Saved entries
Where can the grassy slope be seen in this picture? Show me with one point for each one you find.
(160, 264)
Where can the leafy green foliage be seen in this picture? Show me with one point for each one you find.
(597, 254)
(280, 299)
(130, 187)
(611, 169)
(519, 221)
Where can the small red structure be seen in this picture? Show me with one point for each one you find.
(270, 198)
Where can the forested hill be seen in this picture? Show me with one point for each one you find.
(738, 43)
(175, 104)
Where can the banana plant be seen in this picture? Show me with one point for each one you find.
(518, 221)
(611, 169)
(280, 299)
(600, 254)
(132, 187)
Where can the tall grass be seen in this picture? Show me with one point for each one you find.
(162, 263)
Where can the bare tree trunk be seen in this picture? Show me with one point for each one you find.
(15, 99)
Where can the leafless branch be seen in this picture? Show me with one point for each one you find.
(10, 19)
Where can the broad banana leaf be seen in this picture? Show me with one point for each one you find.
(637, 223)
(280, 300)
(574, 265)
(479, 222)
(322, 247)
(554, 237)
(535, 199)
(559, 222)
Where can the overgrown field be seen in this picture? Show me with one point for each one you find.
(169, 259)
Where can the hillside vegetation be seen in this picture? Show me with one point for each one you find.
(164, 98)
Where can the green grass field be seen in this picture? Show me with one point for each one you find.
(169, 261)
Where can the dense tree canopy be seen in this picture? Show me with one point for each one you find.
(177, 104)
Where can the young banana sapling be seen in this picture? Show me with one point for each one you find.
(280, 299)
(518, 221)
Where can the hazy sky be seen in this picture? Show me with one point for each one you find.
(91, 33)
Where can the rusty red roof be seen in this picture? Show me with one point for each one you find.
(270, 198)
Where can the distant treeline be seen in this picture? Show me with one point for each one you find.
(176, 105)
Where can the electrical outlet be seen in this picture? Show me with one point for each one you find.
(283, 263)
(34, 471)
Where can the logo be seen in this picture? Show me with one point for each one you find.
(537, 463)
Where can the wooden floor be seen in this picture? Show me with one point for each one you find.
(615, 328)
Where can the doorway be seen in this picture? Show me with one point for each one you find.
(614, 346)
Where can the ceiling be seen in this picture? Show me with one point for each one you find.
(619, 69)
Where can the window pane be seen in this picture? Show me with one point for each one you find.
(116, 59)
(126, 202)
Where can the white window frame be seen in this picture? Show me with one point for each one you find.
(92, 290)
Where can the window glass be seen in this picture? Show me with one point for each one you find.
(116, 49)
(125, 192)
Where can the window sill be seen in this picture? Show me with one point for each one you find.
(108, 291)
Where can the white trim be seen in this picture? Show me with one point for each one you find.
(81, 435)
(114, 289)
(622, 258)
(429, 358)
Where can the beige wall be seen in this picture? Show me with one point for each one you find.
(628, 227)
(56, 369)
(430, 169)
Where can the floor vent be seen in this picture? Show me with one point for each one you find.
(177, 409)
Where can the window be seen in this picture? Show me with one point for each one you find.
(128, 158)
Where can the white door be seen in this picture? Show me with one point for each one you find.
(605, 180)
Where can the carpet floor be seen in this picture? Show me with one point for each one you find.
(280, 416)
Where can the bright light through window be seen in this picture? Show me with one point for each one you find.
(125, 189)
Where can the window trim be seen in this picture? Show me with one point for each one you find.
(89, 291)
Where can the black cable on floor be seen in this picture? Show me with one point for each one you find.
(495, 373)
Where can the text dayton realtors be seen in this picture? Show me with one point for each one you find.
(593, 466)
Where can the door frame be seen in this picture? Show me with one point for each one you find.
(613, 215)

What to work on – After locating the line with "Where can the carpet" in the records above, please set down that line and all later ones exactly, and no other line.

Task result –
Where can the carpet floor be seen in this picture? Show me with one point for each one you find.
(280, 416)
Where can the bright light through window be seen in this picture? Show me with one point for each one you find.
(125, 189)
Where can the window trim be seen in this picture? Show me with one point for each one you find.
(89, 291)
Where can the black cable on floor be seen in this picture? Show me with one point for each one you find.
(495, 373)
Where can the text dayton realtors be seen in this picture? Show me with one point for each one you find.
(593, 466)
Where can the door frame be seen in this picture? Show me with one point for each one you find.
(613, 215)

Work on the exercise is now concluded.